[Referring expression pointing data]
########

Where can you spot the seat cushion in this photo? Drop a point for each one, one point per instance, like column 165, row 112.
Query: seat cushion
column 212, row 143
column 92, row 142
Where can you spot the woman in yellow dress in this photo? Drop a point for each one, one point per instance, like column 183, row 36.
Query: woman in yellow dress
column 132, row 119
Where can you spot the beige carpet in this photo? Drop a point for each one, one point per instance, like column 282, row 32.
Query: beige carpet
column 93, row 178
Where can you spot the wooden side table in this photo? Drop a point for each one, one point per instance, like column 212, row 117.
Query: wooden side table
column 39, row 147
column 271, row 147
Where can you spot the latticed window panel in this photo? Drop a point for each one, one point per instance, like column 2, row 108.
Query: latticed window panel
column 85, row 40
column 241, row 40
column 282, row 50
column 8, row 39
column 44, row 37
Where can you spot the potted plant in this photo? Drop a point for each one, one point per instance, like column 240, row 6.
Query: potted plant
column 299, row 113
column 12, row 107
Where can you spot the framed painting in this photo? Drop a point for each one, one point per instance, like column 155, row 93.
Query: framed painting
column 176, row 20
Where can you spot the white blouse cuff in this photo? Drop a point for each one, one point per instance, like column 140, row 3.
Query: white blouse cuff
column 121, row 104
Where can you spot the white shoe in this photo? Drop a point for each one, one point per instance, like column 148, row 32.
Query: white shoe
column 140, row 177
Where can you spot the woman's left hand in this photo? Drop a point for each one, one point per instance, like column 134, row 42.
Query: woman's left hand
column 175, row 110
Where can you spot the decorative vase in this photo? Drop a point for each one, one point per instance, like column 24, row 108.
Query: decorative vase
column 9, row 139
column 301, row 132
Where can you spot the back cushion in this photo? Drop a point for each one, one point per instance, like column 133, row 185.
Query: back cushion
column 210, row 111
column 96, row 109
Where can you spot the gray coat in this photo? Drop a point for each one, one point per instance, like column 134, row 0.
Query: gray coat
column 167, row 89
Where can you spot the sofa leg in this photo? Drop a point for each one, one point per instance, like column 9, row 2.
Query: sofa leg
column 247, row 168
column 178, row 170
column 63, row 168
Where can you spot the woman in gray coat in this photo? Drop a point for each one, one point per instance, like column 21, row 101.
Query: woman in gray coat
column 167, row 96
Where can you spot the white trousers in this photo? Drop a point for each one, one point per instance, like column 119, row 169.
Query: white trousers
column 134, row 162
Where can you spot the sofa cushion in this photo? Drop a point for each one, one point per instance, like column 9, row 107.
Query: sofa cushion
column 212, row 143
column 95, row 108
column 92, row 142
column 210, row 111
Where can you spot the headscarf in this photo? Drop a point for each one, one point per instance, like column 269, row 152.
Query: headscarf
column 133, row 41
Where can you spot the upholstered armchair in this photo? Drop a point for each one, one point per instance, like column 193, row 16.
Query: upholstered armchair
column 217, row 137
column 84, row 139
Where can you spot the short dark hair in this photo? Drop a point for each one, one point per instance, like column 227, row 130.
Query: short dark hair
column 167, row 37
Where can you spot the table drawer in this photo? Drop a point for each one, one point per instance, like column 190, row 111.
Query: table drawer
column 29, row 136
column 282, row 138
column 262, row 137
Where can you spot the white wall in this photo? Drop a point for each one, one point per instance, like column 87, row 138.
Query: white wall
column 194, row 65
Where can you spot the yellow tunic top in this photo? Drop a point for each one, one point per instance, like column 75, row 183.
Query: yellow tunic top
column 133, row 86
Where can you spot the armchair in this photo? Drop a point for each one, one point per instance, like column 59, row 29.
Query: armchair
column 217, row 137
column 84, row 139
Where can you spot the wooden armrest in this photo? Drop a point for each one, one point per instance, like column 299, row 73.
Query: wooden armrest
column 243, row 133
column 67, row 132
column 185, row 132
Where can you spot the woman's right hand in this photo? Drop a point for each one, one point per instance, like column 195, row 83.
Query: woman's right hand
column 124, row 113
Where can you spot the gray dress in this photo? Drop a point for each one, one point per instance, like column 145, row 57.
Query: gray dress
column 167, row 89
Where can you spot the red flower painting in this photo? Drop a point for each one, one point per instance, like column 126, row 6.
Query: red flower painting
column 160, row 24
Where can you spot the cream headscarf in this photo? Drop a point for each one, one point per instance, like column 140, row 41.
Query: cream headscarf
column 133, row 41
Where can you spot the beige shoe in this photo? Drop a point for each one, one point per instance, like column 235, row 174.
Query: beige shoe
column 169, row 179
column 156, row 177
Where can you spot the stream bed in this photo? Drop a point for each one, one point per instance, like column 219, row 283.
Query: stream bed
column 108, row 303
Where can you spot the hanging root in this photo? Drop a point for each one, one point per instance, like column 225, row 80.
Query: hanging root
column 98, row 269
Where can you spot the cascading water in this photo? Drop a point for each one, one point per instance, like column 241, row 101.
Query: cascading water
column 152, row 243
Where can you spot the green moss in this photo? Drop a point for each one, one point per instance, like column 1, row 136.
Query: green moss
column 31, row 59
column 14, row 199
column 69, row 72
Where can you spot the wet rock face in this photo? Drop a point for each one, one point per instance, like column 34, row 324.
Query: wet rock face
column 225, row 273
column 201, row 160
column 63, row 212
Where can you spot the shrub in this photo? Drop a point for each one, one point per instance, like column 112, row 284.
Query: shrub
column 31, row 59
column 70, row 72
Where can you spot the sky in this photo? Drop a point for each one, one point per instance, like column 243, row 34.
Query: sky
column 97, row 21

########

Required action -> Print out the data exactly once more.

Response area ->
Where can you spot the seat cushion in this photo? Drop a point for each one, one point per instance, like column 165, row 112.
Query: seat cushion
column 212, row 143
column 92, row 142
Where can you spot the woman in yellow dress in this photo? Drop a point for each one, one point per instance, like column 183, row 36.
Query: woman in yellow dress
column 132, row 119
Where can you spot the beige carpet in this photo? Drop a point for each one, one point per instance, like column 282, row 32.
Query: beige carpet
column 93, row 178
Where can you spot the wooden side table in this photo? Drop a point for each one, one point per instance, like column 212, row 117.
Query: wooden side table
column 39, row 147
column 271, row 147
Where can you spot the latticed window panel in this photo? Drop a point for each one, one point per instance, like column 2, row 108.
Query: latticed window panel
column 85, row 40
column 241, row 40
column 282, row 50
column 8, row 39
column 44, row 37
Where can you spot the potted plant in this photo? Drop a point for each one, one point per instance, like column 240, row 6.
Query: potted plant
column 299, row 113
column 12, row 107
Where can you spot the framed painting in this photo? Drop a point for each one, one point per instance, like column 155, row 93.
Query: framed painting
column 176, row 20
Where can you spot the white blouse cuff in this photo? Drop a point for each one, one point per instance, like column 140, row 3.
Query: white blouse cuff
column 121, row 104
Where can you spot the white shoe in this photo? Drop a point for each one, one point per instance, like column 148, row 32.
Query: white shoe
column 140, row 177
Where can you spot the woman's left hand in this photo? Drop a point for each one, one point per instance, like column 134, row 42.
Query: woman's left hand
column 175, row 110
Where can you spot the decorative vase in this photo? Drop a point for each one, one point per instance, like column 24, row 108.
Query: decorative vase
column 9, row 139
column 301, row 132
Where can you spot the back cushion in this photo? Drop a point for each one, one point per instance, like column 133, row 185.
Query: back cushion
column 210, row 111
column 96, row 109
Where can you spot the gray coat in this photo? Drop a point for each one, one point per instance, like column 134, row 0.
Query: gray coat
column 167, row 89
Where can you spot the sofa leg in this photo? Drop a point for each one, one point per instance, like column 9, row 2.
Query: sofa leg
column 247, row 168
column 178, row 170
column 63, row 168
Where can you spot the woman in gray coat in this photo? Drop a point for each one, one point per instance, like column 21, row 101.
Query: woman in gray coat
column 167, row 96
Where can you spot the white trousers in this photo? Drop a point for each one, one point per instance, like column 119, row 169.
Query: white trousers
column 134, row 162
Where can you spot the sofa cushion in this photo? Drop a point for each one, one point per instance, like column 9, row 107.
Query: sofa cushion
column 212, row 143
column 95, row 108
column 92, row 142
column 210, row 111
Where can you spot the headscarf in this photo? Drop a point for each one, one point per instance, like column 269, row 152.
Query: headscarf
column 133, row 41
Where can you spot the upholstered armchair in this photo? Drop a point for each one, one point per instance, like column 193, row 16.
Query: upholstered armchair
column 217, row 137
column 84, row 139
Where can you spot the short dark hair in this photo? Drop a point for each one, one point per instance, like column 227, row 130.
Query: short dark hair
column 167, row 37
Where can you spot the table drawer in this photo? Drop a point for each one, one point per instance, like column 190, row 111.
Query: table drawer
column 29, row 136
column 282, row 138
column 262, row 137
Where can you spot the white wall in this photo? Drop a point for each one, one point per instance, like column 87, row 138.
Query: white wall
column 194, row 65
Where can you spot the yellow tunic top in this photo? Drop a point for each one, one point per instance, like column 75, row 183.
Query: yellow tunic top
column 133, row 86
Where can you spot the armchair in this photo? Drop a point for each one, one point per instance, like column 59, row 29.
Query: armchair
column 217, row 137
column 84, row 139
Where can you spot the wooden armrest in this photo? Drop a point for each one, one point per instance, like column 299, row 73.
Query: wooden armrest
column 243, row 133
column 67, row 132
column 185, row 132
Where can you spot the woman's right hand in this photo? Drop a point for each one, one point per instance, like column 195, row 83.
Query: woman's right hand
column 124, row 113
Where can you spot the gray dress in this photo? Drop a point for each one, one point per instance, like column 145, row 57.
Query: gray dress
column 167, row 89
Where can you spot the red flower painting in this photo? Drop a point for each one, one point per instance, like column 126, row 6.
Query: red flower painting
column 160, row 24
Where can you spot the cream headscarf in this photo? Drop a point for each one, one point per instance, like column 140, row 41.
Query: cream headscarf
column 133, row 41
Where can you spot the beige shoe in this photo? Drop a point for each one, one point per instance, like column 235, row 174.
Query: beige shoe
column 169, row 179
column 156, row 177
Where can you spot the stream bed in this photo? Drop a point for each one, one point per instance, like column 219, row 283.
Query: stream bed
column 108, row 303
Where can you spot the hanging root in this photo? Drop a point for each one, one point per instance, like column 225, row 80.
Query: hanging root
column 98, row 269
Where can you spot the cascading water in this photo? Drop a point for each one, one point per instance, like column 241, row 101.
Query: cascading water
column 152, row 243
Where can you spot the green moss in this photo? Drop a point for each one, one point per instance, like column 1, row 136.
Query: green moss
column 31, row 59
column 14, row 199
column 69, row 72
Where can you spot the wet rock face in this photo? Drop a point for each one, one point per instance, like column 34, row 324.
Query: wet rock face
column 225, row 273
column 201, row 160
column 63, row 212
Where can you spot the shrub in this photo? Drop a point for each one, one point per instance, like column 112, row 284.
Query: shrub
column 31, row 59
column 70, row 72
Where can you spot the sky in this photo? Drop a point for each one, one point per instance, like column 243, row 34.
Query: sky
column 97, row 21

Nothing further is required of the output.